Exercise: In the data below, find every line with the word "cyclist" and copy it.

Data under study:
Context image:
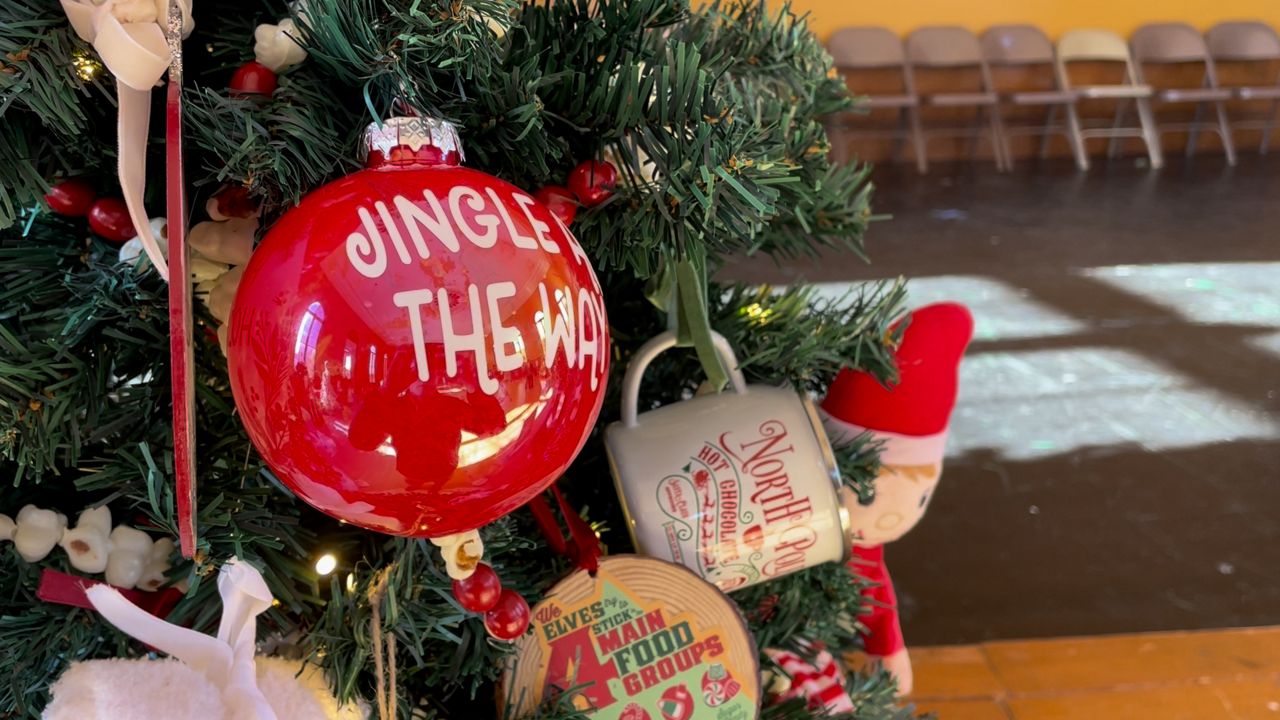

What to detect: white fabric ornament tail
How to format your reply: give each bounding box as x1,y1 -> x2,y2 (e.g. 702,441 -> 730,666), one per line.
71,558 -> 277,719
60,0 -> 194,281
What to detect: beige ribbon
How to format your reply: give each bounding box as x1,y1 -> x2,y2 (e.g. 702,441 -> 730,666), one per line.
60,0 -> 194,281
87,558 -> 278,720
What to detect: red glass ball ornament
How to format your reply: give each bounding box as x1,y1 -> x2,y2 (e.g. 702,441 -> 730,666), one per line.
452,563 -> 502,612
227,117 -> 610,538
484,588 -> 531,641
533,186 -> 577,226
230,61 -> 278,96
45,178 -> 97,217
87,198 -> 136,242
567,160 -> 617,207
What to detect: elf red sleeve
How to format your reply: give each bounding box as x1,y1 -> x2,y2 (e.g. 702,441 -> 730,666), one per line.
849,544 -> 905,657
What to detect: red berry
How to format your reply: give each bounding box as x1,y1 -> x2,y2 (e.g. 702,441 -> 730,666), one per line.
45,178 -> 97,217
484,588 -> 530,641
87,198 -> 136,243
567,160 -> 617,207
452,563 -> 502,613
534,185 -> 578,225
230,61 -> 277,97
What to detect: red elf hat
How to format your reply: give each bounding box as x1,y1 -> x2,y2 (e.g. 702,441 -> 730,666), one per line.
822,302 -> 974,437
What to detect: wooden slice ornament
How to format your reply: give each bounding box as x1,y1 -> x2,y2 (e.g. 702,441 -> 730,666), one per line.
506,555 -> 759,720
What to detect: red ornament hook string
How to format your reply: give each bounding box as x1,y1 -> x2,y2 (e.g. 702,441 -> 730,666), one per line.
528,484 -> 600,574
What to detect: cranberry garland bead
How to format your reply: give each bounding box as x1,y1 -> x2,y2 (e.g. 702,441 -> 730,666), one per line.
484,588 -> 532,641
533,185 -> 578,225
44,179 -> 97,217
87,198 -> 137,242
230,61 -> 278,96
452,563 -> 502,613
567,160 -> 617,207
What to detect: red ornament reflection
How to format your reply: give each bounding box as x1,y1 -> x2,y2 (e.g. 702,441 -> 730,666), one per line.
227,138 -> 609,537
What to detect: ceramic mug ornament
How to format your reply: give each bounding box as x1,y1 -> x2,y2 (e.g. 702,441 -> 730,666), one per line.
606,331 -> 853,593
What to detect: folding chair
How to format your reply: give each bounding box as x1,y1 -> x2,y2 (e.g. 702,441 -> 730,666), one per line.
1131,22 -> 1237,166
1056,29 -> 1165,169
1206,21 -> 1280,153
826,27 -> 927,173
906,26 -> 1011,172
981,24 -> 1089,170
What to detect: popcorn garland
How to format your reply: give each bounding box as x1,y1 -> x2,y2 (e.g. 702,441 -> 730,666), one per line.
232,3 -> 310,95
118,186 -> 259,352
1,504 -> 178,592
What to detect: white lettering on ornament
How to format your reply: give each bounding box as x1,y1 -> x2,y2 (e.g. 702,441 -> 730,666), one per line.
363,183 -> 606,396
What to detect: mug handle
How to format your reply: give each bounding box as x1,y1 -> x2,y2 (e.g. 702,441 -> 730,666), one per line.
621,330 -> 749,428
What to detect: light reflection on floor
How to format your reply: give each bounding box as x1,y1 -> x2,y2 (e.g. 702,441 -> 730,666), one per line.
1083,262 -> 1280,328
952,347 -> 1277,460
1249,331 -> 1280,358
815,261 -> 1280,461
811,275 -> 1086,341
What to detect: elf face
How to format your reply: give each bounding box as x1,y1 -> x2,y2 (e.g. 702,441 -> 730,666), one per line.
844,462 -> 942,547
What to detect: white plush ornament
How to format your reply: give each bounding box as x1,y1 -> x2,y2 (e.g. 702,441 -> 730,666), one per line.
43,559 -> 368,720
59,506 -> 114,574
13,505 -> 68,563
253,18 -> 308,72
105,525 -> 153,589
189,216 -> 257,266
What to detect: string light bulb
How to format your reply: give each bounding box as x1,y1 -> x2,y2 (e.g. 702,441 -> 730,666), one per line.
72,51 -> 101,82
314,553 -> 337,576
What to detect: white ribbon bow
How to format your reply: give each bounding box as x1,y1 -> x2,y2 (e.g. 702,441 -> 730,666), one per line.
86,557 -> 279,720
60,0 -> 194,281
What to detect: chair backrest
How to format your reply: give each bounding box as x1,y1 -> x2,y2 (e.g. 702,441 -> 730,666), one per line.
1131,22 -> 1211,63
1206,21 -> 1280,61
827,26 -> 906,69
906,26 -> 987,67
1057,29 -> 1132,62
981,24 -> 1055,65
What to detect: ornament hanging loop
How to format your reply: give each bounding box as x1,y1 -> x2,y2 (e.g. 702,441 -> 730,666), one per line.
529,485 -> 600,575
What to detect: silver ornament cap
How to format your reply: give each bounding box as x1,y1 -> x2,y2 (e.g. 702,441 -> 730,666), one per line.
360,116 -> 465,166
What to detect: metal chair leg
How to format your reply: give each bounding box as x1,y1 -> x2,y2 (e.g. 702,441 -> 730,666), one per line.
890,108 -> 908,163
1186,101 -> 1205,161
989,104 -> 1012,171
964,107 -> 983,162
1135,97 -> 1165,169
1107,99 -> 1129,159
1214,100 -> 1237,166
1260,99 -> 1279,155
908,105 -> 928,174
1065,103 -> 1091,171
1038,104 -> 1059,160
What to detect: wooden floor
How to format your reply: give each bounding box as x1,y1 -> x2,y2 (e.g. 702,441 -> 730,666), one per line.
864,626 -> 1280,719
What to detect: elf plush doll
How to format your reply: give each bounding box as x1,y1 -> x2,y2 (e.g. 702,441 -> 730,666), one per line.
820,302 -> 974,696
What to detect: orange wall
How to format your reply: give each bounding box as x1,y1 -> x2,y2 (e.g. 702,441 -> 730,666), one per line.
786,0 -> 1280,39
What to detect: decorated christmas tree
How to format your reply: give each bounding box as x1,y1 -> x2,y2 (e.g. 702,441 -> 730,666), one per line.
1,0 -> 922,718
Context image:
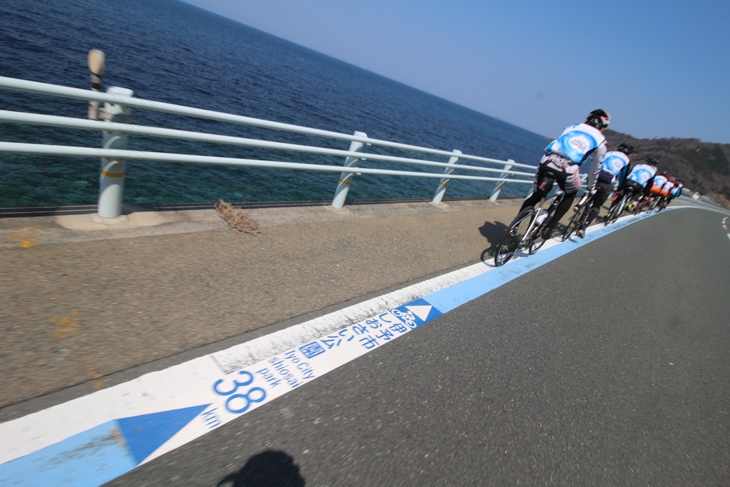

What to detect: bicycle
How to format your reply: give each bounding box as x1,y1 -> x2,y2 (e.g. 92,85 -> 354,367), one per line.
605,189 -> 633,225
561,192 -> 593,241
632,193 -> 648,215
494,173 -> 565,267
648,194 -> 662,212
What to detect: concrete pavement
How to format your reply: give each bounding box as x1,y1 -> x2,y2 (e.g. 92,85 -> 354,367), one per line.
1,197 -> 527,417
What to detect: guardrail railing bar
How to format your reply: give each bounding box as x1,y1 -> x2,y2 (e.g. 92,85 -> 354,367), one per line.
0,142 -> 534,184
0,110 -> 537,178
0,76 -> 535,170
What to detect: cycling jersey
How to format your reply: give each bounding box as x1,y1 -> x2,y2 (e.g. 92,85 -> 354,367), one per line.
660,179 -> 675,197
546,123 -> 606,165
544,123 -> 606,193
599,151 -> 630,183
651,174 -> 669,194
671,183 -> 683,197
626,164 -> 657,187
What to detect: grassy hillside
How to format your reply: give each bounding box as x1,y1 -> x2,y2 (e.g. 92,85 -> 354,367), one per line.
603,130 -> 730,208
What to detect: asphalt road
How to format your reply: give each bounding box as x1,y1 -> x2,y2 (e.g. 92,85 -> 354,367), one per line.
102,208 -> 730,486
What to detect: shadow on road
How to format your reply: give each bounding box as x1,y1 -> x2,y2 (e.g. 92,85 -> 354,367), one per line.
478,218 -> 511,258
217,450 -> 305,487
477,214 -> 573,266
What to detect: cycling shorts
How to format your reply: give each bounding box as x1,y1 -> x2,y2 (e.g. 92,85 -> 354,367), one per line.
650,185 -> 663,195
537,152 -> 581,194
623,180 -> 644,196
660,189 -> 669,197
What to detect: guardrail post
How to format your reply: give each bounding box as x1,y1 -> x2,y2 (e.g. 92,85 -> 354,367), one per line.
488,159 -> 514,202
332,131 -> 367,209
98,86 -> 134,218
432,150 -> 461,204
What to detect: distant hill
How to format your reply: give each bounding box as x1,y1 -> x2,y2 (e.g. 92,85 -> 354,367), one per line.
603,130 -> 730,208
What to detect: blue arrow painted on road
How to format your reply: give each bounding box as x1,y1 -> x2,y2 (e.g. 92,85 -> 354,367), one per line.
0,405 -> 210,487
117,404 -> 210,464
399,298 -> 443,326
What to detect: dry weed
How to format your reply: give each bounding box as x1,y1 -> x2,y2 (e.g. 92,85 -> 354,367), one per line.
215,200 -> 262,235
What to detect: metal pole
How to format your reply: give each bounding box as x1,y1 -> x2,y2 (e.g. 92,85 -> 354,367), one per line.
87,49 -> 105,120
332,131 -> 367,209
431,150 -> 461,204
98,87 -> 133,218
489,160 -> 514,202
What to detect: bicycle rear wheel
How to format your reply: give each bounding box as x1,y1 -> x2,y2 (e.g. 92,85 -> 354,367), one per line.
633,197 -> 644,215
610,194 -> 630,223
562,204 -> 587,241
494,208 -> 533,267
649,197 -> 660,212
528,223 -> 549,254
604,205 -> 616,226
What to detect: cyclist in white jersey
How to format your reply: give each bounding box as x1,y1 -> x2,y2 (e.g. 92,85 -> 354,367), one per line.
656,177 -> 676,210
650,172 -> 669,197
667,180 -> 683,204
576,143 -> 633,237
608,157 -> 658,213
515,109 -> 609,237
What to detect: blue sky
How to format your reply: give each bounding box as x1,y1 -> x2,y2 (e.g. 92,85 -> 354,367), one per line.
183,0 -> 730,144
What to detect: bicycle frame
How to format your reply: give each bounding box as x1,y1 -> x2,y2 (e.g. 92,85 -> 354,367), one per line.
522,190 -> 565,248
494,173 -> 565,266
562,191 -> 593,240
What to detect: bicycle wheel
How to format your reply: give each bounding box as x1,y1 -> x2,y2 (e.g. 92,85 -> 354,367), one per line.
604,206 -> 615,226
649,197 -> 660,212
577,203 -> 592,231
611,194 -> 630,223
604,200 -> 620,225
562,203 -> 587,241
528,221 -> 549,254
633,197 -> 644,215
494,208 -> 533,267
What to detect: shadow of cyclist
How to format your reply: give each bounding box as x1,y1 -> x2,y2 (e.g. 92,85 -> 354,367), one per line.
478,215 -> 572,266
478,219 -> 510,261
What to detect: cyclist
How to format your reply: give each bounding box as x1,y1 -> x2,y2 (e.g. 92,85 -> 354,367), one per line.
576,143 -> 633,238
666,179 -> 683,205
650,171 -> 669,196
608,157 -> 658,214
657,176 -> 676,210
515,109 -> 609,238
648,171 -> 669,209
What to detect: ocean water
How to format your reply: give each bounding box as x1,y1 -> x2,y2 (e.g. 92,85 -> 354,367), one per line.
0,0 -> 547,207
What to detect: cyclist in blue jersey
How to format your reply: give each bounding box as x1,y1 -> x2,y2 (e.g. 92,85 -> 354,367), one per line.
576,143 -> 633,238
515,109 -> 610,238
608,157 -> 659,214
667,180 -> 683,204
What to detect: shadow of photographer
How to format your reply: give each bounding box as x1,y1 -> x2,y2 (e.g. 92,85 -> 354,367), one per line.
217,450 -> 305,487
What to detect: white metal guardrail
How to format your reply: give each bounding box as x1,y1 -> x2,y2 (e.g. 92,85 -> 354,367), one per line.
0,73 -> 536,218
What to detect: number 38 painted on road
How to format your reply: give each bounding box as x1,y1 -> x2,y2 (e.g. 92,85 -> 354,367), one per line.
213,370 -> 267,414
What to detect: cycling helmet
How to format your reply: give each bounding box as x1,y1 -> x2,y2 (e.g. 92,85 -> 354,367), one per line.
660,171 -> 668,176
646,157 -> 659,166
617,143 -> 634,155
668,177 -> 675,182
586,109 -> 611,130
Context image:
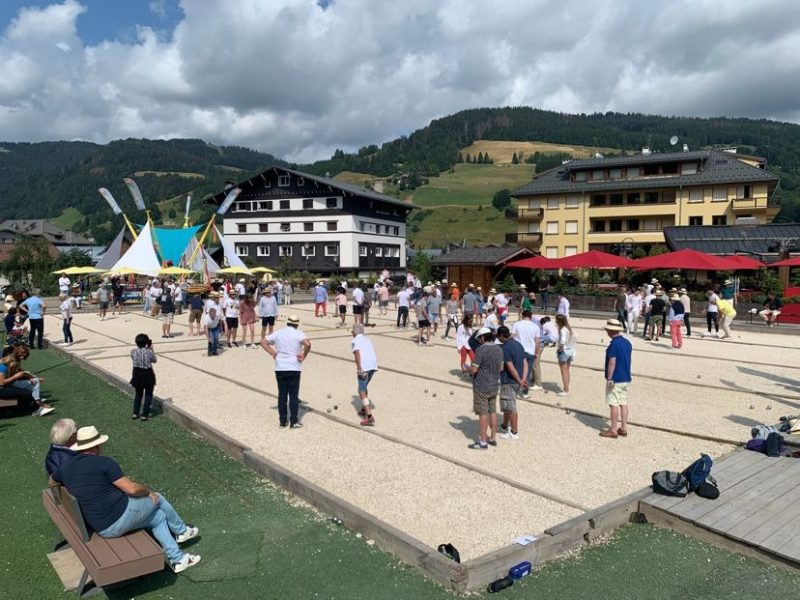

Response box:
What to detect: cyclist in white jersey
What to detect: shadow of cyclist
What to detect: cyclist
What to detect: cyclist in blue jersey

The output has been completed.